Ele usa uma estratégia muito comum, mas quase infantil, para convencer o leitor de seu argumento. Ele cita o caso de um casal que teria violentado e matado uma criança, condenado a 60 anos de prisão, e que poderia ser libertado. "O problema é que, estando detidos há quatro anos, logo os dois estarão se valendo da tal progressão da pena". Deliberadamente o jornalista deixa a entender que esses dois criminosos poderiam ser soltos, talvez esse ano, mas isso não tem nada de verdadeiro. Crimes ediondos não são incluídos.

Dá para entender como um jornalista chega a esse ponto, de usar estratégias no mínimo questináveis, para forçar suas idéias no público leitor: infelizmente, a maior parte dos leitores é totalmente irresponsável ao tomar suas conclusões. Na verdade, não tiram conclusão nenhuma, somente tomam como suas as opiniões alheias, principalmente de jornalistas. Esses jornalistas, entretanto, possuem suas técnicas para enfatizar dados fracos, distorcer a verdade a seu favor, ocultar os fatos menos importantes, ornamentar inutilidades... e toda essa "competência", às vezes, está a serviço de valores pouco respeitáveis. Tendo que vender cada texto para ganhar o pão, portanto, requer que o jornalista ache um balanço entre o que quer o leitor, o que manda o patrão, e o que ele próprio acredita como verdadeiro, ou "julga" correto, na pior das hipóteses.

Fica claro como essa luta diária só tende a reduzir a importância do que é verdadeiro ou moral, e a cada dia a realidade vai se curvando a interesses maiores. Claro que uma parcela muito pequena faz isso conscientemente: trata-se de um processo psicológico de auto-convencimento e negação que requer tempo, além de uma formação ética instável. Mas ao final da linha, começamos a chamar seres humanos de animais, e a reduzir problemas da sociedade a duas linhas de ataque político, como fez Carlos Chagas hoje. E não é fácil sair desse ciclo vicioso, talvez nem seja possível. Talvez requeira acompanhamento psicológico ou, quem diria, religioso...

Mas o fato mais interessante disso tudo é que, com essa crise no sistema carcerário, o prefeito de Juiz de Fora posou de defensor popular ao negar ao Governo Federal construção de um presídio na cidade
. O prefeito (mentiroso, de acordo com o jornal panorama de ontem e de hoje) parece saber o que a população quer, ou melhor não quer. Farinha pouca, meu feijão primeiro. Podem colocar todos os criminosos num incinerados que eu não ligo, pois não sou um deles. Aí outros dizem que devíamos fechar o Senado e a Câmara, pois só nos trazem vergonha e decepção (Talvez um dia nos tragam alegrias, como disse ontem o senador Tião Viana). E com o Judiciário do jeito que está, logo não fará (se é que ainda faz) diferença ser criminoso ou não. Nesse caso o inferno é o outro: só entendemos o problema quando admitimos ser parte dele, e, então, começamos a tomar responsabilidade. O problema criminal no Brasil, e em qualquer outra sociedade, só tem chances de ser minimizado quando a comunidade como um todo assume suas responsabilidades. Isso, infelizmente, parece que vai demorar.

- _ENTRADAS FORNECIDAS_:

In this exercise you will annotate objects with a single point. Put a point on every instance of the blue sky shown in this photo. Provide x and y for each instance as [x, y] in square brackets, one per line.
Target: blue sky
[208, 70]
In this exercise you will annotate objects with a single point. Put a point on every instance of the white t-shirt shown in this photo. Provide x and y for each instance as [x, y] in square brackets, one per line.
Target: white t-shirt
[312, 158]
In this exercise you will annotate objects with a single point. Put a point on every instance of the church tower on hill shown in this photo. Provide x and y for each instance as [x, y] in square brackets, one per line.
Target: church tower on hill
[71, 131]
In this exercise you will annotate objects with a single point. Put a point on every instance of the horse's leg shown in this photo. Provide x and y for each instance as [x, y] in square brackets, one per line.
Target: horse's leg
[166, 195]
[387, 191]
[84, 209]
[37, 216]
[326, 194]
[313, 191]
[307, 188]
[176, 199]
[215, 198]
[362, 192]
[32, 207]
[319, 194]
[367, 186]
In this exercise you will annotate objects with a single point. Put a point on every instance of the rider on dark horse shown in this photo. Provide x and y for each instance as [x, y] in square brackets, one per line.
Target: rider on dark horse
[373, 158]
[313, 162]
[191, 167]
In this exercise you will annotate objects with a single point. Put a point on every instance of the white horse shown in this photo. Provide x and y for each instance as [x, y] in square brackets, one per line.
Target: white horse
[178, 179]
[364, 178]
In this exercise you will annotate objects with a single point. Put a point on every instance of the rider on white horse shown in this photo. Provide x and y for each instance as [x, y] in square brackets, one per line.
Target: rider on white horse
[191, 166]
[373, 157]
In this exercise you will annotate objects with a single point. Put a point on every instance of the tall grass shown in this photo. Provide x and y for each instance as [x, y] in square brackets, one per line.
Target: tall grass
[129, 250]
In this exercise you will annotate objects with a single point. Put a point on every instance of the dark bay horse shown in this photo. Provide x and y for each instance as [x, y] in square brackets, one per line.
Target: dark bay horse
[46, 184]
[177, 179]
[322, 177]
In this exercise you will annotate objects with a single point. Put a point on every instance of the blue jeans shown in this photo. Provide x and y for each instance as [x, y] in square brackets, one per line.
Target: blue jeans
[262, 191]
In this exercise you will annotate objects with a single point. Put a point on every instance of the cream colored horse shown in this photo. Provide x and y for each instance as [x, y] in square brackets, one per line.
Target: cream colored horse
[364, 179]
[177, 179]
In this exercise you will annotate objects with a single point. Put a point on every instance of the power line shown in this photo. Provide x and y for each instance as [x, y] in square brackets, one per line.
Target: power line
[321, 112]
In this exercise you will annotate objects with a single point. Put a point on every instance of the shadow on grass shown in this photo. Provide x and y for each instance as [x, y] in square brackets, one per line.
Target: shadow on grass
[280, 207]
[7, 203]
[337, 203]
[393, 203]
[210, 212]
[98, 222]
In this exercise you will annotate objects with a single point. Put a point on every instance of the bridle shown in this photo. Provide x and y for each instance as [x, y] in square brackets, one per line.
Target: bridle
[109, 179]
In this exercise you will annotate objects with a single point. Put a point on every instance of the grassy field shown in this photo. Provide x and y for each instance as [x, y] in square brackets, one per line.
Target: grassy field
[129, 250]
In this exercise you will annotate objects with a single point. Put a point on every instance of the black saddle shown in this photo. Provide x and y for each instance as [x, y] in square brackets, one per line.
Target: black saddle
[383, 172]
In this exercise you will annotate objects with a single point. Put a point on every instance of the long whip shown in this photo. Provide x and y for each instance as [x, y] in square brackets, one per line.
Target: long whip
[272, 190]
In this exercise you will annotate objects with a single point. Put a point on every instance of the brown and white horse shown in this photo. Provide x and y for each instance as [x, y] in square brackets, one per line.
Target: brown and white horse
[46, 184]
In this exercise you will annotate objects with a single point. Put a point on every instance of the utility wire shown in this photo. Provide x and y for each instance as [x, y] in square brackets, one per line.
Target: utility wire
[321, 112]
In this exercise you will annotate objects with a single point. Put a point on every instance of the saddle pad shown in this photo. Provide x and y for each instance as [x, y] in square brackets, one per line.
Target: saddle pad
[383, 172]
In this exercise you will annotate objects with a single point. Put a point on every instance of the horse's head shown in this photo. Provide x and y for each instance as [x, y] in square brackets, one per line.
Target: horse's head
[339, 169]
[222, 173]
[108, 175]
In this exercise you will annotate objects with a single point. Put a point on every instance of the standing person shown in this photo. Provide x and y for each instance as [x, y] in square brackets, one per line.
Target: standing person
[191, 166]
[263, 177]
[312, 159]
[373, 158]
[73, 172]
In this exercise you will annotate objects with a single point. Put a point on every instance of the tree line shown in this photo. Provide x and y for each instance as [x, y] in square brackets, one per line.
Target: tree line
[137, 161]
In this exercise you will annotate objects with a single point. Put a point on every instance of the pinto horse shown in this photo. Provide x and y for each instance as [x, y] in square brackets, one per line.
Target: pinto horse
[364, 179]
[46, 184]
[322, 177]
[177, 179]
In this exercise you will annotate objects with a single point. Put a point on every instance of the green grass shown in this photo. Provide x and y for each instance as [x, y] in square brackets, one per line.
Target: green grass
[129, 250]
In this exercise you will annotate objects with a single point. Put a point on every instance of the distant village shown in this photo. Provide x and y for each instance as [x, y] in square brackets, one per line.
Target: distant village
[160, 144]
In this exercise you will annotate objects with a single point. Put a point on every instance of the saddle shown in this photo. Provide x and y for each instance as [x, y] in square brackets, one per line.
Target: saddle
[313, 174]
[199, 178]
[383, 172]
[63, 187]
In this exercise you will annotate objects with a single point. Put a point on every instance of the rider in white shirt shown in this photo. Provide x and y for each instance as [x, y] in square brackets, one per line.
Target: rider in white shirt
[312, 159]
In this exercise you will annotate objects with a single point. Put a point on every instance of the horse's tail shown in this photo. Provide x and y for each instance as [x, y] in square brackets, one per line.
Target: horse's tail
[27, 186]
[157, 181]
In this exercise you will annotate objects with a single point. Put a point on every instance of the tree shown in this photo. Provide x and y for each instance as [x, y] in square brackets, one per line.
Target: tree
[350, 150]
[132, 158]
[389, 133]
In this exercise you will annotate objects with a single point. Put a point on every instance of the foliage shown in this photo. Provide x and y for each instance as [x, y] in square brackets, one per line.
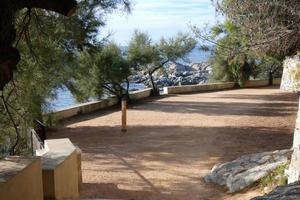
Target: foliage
[102, 72]
[49, 45]
[149, 57]
[272, 27]
[231, 62]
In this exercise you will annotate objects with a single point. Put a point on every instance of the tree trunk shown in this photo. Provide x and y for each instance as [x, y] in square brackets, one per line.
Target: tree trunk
[155, 91]
[9, 55]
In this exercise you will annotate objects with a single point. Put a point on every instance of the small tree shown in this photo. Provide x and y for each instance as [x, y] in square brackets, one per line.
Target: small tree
[102, 72]
[149, 57]
[231, 61]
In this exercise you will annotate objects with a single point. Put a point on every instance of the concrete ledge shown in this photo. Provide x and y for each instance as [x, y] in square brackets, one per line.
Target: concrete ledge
[97, 105]
[141, 94]
[277, 81]
[198, 88]
[21, 178]
[256, 83]
[84, 108]
[60, 170]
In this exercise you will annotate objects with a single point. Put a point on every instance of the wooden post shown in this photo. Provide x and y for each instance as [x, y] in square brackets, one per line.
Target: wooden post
[124, 114]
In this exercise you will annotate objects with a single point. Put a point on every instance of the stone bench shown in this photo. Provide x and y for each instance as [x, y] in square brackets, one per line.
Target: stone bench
[61, 170]
[21, 178]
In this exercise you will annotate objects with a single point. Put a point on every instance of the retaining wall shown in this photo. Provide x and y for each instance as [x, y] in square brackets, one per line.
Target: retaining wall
[198, 88]
[61, 170]
[141, 94]
[21, 178]
[96, 105]
[217, 86]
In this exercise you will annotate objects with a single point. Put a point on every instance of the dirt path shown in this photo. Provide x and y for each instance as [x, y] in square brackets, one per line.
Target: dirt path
[173, 142]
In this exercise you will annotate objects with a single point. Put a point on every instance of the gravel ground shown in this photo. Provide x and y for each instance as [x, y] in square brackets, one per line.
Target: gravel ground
[173, 141]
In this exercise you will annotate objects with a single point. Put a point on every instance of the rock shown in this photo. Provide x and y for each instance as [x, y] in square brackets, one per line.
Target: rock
[246, 170]
[287, 192]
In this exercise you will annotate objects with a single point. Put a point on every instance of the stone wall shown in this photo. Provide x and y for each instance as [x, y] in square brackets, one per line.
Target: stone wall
[217, 86]
[21, 178]
[256, 83]
[96, 105]
[291, 82]
[198, 88]
[61, 170]
[140, 94]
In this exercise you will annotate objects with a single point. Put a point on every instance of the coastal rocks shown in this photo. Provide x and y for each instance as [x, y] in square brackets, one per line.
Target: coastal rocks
[177, 74]
[246, 170]
[286, 192]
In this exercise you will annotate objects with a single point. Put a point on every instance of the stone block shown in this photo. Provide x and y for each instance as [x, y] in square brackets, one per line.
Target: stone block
[61, 174]
[21, 178]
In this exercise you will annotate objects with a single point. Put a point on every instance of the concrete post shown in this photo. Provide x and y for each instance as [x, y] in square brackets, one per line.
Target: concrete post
[124, 114]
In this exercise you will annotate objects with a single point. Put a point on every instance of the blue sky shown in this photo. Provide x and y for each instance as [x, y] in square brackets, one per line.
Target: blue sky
[159, 18]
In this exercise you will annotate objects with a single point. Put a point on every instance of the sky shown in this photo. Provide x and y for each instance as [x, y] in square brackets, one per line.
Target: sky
[159, 18]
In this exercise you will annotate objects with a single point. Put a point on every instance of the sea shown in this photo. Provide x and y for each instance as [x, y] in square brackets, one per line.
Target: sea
[65, 99]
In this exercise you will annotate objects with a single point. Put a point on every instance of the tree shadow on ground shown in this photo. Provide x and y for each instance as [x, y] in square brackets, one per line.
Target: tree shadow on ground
[210, 108]
[187, 153]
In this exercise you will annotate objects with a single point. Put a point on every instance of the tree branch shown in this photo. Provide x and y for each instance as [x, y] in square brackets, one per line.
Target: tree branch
[64, 7]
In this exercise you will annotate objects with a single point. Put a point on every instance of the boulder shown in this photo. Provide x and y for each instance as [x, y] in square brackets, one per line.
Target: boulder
[246, 170]
[286, 192]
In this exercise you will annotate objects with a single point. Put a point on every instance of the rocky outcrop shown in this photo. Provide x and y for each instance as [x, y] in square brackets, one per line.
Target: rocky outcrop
[246, 170]
[287, 192]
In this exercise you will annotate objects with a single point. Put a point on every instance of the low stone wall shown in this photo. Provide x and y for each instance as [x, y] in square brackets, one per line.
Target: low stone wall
[21, 178]
[217, 86]
[96, 105]
[141, 94]
[198, 88]
[277, 81]
[84, 108]
[256, 83]
[61, 170]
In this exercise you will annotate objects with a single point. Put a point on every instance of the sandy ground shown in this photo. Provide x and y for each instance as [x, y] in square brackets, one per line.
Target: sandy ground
[172, 142]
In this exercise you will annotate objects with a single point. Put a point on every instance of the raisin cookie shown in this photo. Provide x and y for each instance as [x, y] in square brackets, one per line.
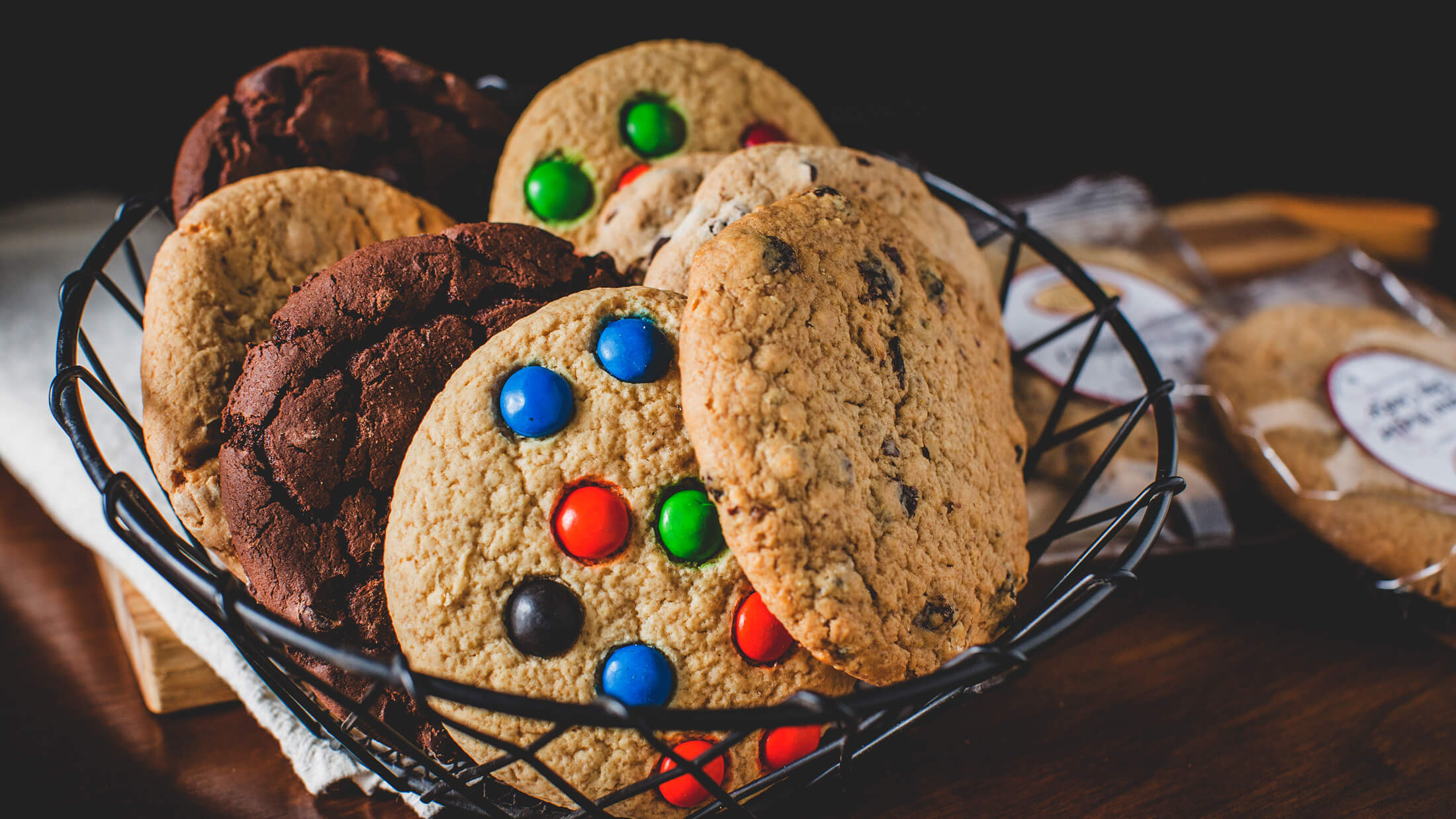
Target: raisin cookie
[639, 104]
[849, 402]
[768, 173]
[219, 277]
[641, 216]
[1277, 378]
[322, 413]
[549, 537]
[373, 112]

- _O QUE FAZER_:
Explique, com base no texto para leitura, por que um jornalista chega a usar estratégias questionáveis para forçar suas ideias no público leitor. Responda em uma a três frases.

- _RESPOSTA_:
Segundo o texto, isso acontece porque a maior parte dos leitores é totalmente irresponsável ao tomar suas conclusões. Na verdade, esses leitores não tiram conclusão nenhuma. Apenas tomam como suas as opiniões alheias, principalmente as de jornalistas.